— Begin —
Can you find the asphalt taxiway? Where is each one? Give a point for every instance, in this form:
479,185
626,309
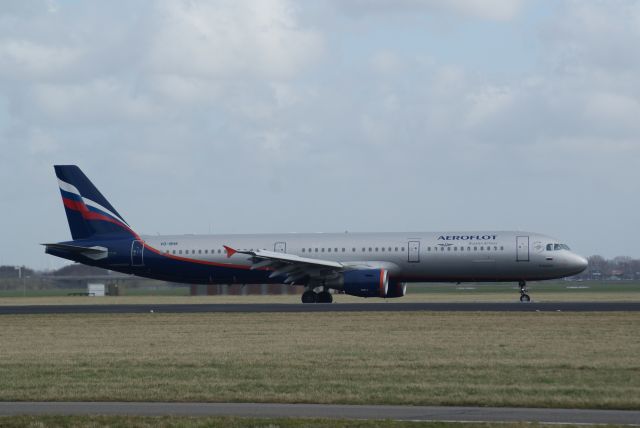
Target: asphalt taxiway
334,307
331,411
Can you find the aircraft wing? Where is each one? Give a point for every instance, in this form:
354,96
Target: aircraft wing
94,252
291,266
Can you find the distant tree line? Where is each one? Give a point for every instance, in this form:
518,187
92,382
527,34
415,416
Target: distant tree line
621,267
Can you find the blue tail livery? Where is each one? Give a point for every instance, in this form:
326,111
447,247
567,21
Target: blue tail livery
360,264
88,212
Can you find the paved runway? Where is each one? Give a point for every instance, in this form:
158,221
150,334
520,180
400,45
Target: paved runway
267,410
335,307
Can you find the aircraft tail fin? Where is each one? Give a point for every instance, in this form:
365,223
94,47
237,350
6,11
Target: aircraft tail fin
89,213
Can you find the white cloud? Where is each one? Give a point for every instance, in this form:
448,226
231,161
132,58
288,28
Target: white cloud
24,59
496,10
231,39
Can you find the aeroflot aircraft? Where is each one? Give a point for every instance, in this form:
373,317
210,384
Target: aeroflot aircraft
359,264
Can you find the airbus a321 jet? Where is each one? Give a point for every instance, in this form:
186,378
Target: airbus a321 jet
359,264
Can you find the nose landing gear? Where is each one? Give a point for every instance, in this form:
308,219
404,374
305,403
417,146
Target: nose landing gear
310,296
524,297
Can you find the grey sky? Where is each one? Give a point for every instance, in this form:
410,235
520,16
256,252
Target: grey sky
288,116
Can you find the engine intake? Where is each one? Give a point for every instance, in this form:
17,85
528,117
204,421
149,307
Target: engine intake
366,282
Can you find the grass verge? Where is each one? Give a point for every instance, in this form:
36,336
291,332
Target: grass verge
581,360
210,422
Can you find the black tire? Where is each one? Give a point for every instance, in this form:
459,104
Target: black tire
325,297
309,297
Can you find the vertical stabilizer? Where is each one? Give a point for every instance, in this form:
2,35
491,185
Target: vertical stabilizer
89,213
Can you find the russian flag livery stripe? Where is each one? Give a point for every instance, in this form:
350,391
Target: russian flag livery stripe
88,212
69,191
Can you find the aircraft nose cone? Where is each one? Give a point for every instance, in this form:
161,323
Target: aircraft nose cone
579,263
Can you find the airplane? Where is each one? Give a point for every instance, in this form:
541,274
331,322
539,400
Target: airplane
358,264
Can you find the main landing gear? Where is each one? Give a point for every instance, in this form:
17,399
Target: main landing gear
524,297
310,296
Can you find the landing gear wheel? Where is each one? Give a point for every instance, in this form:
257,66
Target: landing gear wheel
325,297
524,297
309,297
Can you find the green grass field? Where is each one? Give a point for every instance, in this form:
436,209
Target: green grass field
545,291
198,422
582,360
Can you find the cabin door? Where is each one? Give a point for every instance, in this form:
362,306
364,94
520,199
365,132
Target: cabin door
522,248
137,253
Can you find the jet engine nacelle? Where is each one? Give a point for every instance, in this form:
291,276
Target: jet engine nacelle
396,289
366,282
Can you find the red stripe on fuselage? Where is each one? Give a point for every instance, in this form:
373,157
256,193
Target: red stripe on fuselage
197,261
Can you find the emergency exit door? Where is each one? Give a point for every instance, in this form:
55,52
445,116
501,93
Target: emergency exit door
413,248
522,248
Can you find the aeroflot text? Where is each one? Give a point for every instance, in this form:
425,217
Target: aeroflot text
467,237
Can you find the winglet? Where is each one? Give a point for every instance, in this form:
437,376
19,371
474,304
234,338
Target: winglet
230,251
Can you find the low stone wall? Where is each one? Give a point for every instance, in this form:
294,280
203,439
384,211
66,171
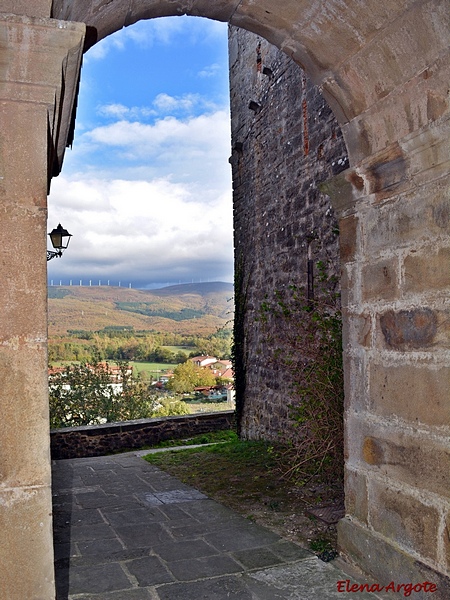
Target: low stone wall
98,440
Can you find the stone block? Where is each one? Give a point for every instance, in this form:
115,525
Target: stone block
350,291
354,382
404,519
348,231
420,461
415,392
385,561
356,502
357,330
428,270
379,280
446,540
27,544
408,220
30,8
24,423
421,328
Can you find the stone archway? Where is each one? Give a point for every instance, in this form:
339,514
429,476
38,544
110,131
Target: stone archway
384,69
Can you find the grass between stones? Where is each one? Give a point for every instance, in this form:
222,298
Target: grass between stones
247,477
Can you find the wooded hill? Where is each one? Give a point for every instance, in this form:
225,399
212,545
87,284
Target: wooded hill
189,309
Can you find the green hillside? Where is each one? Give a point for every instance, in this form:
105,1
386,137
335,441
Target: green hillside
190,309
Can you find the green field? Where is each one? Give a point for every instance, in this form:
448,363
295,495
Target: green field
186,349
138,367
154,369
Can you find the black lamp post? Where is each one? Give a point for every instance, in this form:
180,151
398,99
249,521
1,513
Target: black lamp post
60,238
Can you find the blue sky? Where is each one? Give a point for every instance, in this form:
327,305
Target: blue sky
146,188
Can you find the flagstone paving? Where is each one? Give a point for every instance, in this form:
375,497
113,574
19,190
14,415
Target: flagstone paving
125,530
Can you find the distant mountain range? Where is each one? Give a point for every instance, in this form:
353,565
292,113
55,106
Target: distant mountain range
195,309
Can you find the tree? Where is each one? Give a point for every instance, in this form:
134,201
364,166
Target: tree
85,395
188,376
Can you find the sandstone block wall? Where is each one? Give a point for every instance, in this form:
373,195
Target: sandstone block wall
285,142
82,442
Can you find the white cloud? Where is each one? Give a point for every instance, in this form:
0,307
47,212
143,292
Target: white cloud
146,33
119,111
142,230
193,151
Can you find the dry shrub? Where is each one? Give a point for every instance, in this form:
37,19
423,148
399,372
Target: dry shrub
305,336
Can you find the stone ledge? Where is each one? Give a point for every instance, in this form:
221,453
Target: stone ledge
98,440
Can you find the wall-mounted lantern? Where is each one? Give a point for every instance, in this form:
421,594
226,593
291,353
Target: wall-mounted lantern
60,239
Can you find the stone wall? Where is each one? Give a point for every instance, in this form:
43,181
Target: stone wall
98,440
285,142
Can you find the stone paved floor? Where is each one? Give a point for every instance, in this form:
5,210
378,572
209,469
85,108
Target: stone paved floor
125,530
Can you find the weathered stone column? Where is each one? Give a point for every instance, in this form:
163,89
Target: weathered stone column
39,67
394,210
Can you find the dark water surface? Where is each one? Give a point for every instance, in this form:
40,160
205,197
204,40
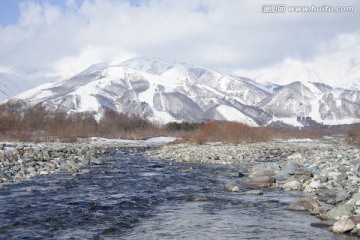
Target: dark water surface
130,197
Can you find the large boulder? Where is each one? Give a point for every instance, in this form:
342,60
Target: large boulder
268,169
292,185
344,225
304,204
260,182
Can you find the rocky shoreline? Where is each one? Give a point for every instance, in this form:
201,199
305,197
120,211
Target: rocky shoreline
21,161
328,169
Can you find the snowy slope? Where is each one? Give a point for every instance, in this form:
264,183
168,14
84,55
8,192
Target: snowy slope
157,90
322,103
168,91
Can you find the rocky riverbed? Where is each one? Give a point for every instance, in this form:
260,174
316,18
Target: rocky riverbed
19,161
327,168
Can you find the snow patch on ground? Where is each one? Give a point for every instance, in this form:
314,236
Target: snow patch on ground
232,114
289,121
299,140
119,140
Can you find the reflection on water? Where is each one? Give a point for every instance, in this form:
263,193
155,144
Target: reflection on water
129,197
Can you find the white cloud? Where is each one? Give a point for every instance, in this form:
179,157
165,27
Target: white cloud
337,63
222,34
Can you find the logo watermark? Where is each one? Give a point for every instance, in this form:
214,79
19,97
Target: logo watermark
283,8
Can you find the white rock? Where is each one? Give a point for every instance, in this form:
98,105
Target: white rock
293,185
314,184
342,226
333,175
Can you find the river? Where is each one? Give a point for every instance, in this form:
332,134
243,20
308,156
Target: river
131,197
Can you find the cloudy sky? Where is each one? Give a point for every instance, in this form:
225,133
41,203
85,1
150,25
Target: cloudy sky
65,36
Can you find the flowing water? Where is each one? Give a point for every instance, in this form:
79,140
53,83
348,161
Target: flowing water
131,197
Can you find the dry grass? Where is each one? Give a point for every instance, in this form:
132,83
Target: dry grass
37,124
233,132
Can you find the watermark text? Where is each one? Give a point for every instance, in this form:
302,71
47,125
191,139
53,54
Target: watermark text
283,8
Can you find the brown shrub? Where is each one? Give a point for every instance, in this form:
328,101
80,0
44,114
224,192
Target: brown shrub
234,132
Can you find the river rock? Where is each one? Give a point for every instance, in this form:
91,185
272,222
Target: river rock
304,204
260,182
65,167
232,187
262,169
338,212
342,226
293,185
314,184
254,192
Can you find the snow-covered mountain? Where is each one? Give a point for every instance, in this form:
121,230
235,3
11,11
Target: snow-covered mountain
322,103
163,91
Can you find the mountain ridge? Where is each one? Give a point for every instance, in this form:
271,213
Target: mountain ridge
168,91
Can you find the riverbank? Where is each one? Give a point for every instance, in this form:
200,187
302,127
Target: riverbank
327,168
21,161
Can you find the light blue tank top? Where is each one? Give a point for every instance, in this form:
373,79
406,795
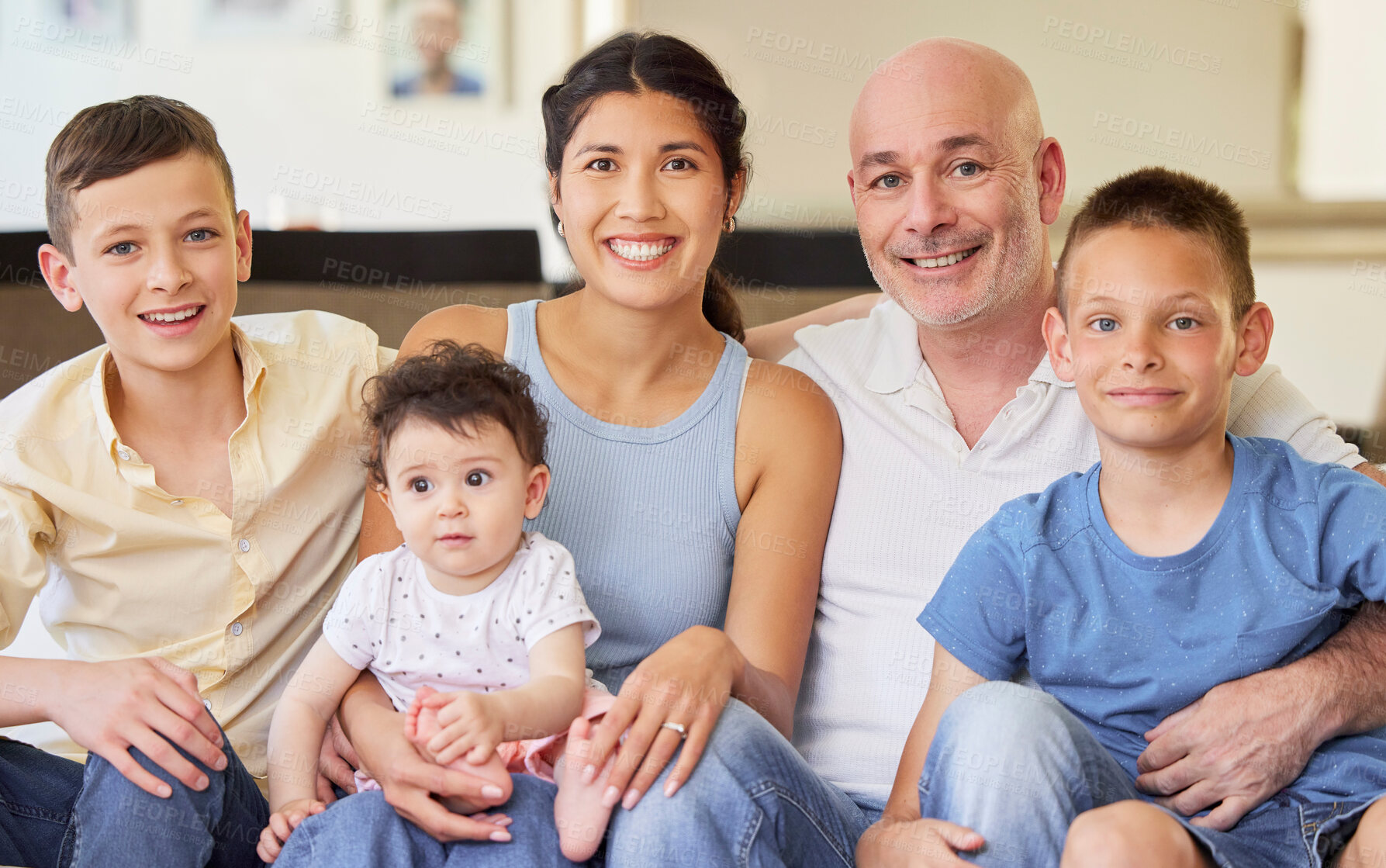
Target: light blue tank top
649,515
— End —
Challenge:
Output verbatim the lines beginning at the line with "Can you find the logo" and ending at the last line of the material above, inclusive. Do not carry over any pictures.

Solution for this exercise:
Can you find the logo watermark? Where is each one? Give a point for every instance, in this form:
214,79
19,97
Target: logo watermark
283,8
Can you find the white rock? Where is each one? Give a point for every instance, in this form:
98,105
Target: white rock
293,185
314,184
342,226
333,175
Can you find the river? Where is each one? Give a point for every instance, in this form:
332,134
243,20
308,156
Target: river
131,197
Can you find the cloudy sky? Where is each one? Give a point for every instance, in this form:
225,133
41,203
85,1
150,25
Target: cloudy sky
65,36
Can you find the flowing water? Where is each one? Give a point for every instance, in this form:
79,140
53,83
348,161
Target: flowing water
131,197
Can you find the dry grass? Where is each one? Give a point for every instance, in this form:
132,83
Target: dry grass
37,124
233,132
Can you find the watermark text? Where is each one? Give a point for every instance, in this form:
302,71
47,125
191,139
53,54
Target: watermark text
283,8
Can you find the brown shrub? Where is each one? Give a point for every instance, in this form:
328,101
80,0
44,114
224,192
Target: brown shrub
234,132
Can you find the river rock? Where is each one? Give a point for every instance, in this form:
91,185
272,222
Target: river rock
304,204
260,182
65,167
232,187
262,169
338,212
342,226
293,185
314,184
254,192
Can you find the snow-covered mountain? Where is each one? Give a point for every instance, in this form:
121,230
235,3
11,11
Target: snow-covered mountain
322,103
163,91
Can you find the mountain ridge? Where is each one? Give a point for every instance, in this form:
271,213
Target: mountain ridge
168,91
Can you find the riverbank? Where is each one? Give a point for every instance, in this form:
200,187
302,127
Target: riverbank
327,168
21,161
Can you find the light blue tank top? Where is each one? Give a point for every instance, in this form:
373,79
406,795
Target: light blue tank top
649,515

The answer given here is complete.